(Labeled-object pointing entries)

○ ○ ○ ○ ○

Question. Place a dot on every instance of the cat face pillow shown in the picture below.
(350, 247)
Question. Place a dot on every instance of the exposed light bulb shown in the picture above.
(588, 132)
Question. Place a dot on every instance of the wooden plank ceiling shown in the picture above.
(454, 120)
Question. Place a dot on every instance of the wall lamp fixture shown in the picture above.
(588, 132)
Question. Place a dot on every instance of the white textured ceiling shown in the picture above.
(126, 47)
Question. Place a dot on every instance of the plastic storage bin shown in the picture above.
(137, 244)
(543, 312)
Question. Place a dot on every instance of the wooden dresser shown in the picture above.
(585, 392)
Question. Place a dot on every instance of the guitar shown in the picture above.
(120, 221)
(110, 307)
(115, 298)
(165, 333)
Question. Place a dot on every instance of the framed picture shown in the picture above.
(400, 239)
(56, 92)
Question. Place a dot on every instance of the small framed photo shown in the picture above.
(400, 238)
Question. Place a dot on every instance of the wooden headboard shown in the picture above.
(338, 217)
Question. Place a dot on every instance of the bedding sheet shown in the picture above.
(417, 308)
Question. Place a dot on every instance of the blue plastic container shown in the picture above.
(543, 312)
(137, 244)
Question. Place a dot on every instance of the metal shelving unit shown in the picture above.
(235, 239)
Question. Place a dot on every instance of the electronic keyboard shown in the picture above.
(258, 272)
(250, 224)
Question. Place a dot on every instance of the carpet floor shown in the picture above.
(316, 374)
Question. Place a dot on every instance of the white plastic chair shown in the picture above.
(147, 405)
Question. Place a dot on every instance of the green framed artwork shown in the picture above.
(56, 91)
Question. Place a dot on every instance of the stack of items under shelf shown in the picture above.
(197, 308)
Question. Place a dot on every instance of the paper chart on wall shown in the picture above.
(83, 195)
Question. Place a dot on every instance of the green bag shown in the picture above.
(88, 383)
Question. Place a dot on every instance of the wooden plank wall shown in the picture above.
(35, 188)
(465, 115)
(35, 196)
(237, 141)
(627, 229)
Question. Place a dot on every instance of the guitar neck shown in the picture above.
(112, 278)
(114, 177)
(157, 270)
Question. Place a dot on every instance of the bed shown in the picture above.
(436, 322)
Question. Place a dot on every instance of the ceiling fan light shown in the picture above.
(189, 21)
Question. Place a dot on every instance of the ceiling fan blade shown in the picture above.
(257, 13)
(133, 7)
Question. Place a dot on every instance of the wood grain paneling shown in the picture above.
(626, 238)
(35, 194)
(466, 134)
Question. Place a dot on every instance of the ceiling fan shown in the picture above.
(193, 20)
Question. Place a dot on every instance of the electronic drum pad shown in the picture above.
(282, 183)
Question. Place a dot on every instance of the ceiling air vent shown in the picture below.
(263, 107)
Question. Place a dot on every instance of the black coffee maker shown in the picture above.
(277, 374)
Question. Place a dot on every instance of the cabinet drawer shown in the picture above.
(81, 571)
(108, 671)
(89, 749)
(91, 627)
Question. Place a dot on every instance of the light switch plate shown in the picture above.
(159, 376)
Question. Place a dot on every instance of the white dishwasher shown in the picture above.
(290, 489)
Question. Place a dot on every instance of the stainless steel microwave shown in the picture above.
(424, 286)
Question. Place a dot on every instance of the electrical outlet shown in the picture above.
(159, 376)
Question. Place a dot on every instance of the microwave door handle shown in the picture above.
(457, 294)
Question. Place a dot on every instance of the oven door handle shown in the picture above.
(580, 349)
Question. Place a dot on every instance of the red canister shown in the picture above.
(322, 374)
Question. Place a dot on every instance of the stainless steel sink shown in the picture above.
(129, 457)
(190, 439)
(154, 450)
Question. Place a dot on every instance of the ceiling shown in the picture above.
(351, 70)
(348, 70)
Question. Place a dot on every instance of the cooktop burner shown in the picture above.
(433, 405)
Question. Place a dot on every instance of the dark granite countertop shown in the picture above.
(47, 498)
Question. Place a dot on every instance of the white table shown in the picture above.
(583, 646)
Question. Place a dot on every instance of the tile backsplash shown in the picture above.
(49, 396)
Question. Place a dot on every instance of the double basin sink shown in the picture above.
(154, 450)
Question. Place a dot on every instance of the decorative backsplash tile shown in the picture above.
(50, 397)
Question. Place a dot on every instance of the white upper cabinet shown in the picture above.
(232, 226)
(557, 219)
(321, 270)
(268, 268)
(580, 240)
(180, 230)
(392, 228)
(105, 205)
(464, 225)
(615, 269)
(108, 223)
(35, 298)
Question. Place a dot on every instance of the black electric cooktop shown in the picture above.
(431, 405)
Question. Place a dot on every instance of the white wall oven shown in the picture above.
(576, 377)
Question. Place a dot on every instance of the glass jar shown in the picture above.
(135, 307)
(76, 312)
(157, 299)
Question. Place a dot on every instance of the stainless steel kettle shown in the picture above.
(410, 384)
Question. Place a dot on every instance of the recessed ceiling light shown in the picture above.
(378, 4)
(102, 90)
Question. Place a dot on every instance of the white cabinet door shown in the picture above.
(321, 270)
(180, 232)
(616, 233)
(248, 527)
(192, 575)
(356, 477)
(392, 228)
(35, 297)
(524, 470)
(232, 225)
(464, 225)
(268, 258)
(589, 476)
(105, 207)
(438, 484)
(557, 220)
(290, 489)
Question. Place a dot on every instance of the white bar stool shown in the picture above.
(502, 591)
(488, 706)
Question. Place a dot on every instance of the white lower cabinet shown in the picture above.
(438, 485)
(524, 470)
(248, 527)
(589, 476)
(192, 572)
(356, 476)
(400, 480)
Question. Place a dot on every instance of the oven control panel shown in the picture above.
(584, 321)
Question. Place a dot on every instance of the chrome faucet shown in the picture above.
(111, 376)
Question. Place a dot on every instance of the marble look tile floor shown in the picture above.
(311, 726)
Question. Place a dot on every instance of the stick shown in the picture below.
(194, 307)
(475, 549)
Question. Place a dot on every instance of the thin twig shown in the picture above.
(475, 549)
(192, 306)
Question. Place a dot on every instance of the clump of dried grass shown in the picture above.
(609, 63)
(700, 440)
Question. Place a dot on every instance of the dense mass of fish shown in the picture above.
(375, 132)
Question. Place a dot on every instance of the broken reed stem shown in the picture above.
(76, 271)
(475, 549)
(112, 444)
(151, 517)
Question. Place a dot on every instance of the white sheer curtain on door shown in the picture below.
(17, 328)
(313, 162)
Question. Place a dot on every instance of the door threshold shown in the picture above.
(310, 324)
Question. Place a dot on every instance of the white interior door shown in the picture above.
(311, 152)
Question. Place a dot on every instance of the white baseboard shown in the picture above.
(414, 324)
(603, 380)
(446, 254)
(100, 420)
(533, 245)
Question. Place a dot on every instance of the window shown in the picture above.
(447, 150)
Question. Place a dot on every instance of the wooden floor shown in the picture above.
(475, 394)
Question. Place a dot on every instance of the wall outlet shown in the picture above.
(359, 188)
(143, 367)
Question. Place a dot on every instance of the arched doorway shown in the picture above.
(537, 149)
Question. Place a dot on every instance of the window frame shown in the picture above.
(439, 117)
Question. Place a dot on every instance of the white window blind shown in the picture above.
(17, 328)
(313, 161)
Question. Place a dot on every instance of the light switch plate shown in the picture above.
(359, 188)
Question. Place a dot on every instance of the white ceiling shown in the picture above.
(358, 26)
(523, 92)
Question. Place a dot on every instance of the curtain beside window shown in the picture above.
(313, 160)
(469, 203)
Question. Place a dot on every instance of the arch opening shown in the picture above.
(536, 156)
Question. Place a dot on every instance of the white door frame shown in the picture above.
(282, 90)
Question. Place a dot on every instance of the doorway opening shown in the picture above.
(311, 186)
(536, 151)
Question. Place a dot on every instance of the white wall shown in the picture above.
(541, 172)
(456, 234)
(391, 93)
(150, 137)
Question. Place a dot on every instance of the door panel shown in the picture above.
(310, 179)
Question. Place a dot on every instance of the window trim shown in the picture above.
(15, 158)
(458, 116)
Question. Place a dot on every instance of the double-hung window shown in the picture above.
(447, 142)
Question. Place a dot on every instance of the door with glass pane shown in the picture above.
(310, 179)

○ ○ ○ ○ ○

■ **Exercise brief**
Quote, word for word, every line starting at the one that contains "Question. Place a dot on every instance of the window shown" and ending with the final line of the entries.

■ **Full answer**
Question. Place a dot on every instance of the window shown in the picture above.
(447, 150)
Question. Place a dot on every instance of the wooden floor shown in the picture above.
(475, 394)
Question. Place a dot on every instance of the wall outlet shown in the picture above.
(359, 188)
(143, 367)
Question. Place a dot on every instance of the arched doorway shown in the picture above.
(537, 149)
Question. Place a dot on every instance of the window frame shown in the picture above.
(439, 117)
Question. Place a dot on every instance of the white window blind shown in the picture above.
(17, 328)
(313, 161)
Question. Place a dot on every instance of the light switch plate shown in the picture above.
(359, 188)
Question. Place a dot on every instance of the white ceiling shown in the picture above.
(358, 26)
(523, 92)
Question. Place a dot on every instance of the curtain beside window shown in the picture above.
(313, 160)
(469, 203)
Question. Place a dot on every instance of the arch opening shown in the picture above.
(536, 156)
Question. Place a dot on every instance of the white door frame shown in the picture above.
(282, 90)
Question. Place a dot on every instance of the doorway opening shown in the picture above.
(311, 186)
(536, 151)
Question. Place a dot on every instance of the white wall shown in the picture above.
(541, 172)
(456, 234)
(391, 93)
(150, 137)
Question. Place a dot on every instance of the door panel shown in the picture above.
(310, 179)
Question. Place a dot on every instance of the window trim shown in the picture above.
(15, 158)
(458, 116)
Question. Place a dot on every instance of the double-hung window shown in the picture above.
(447, 142)
Question. Place a dot on every instance of the door with glass pane shown in the picture above.
(310, 179)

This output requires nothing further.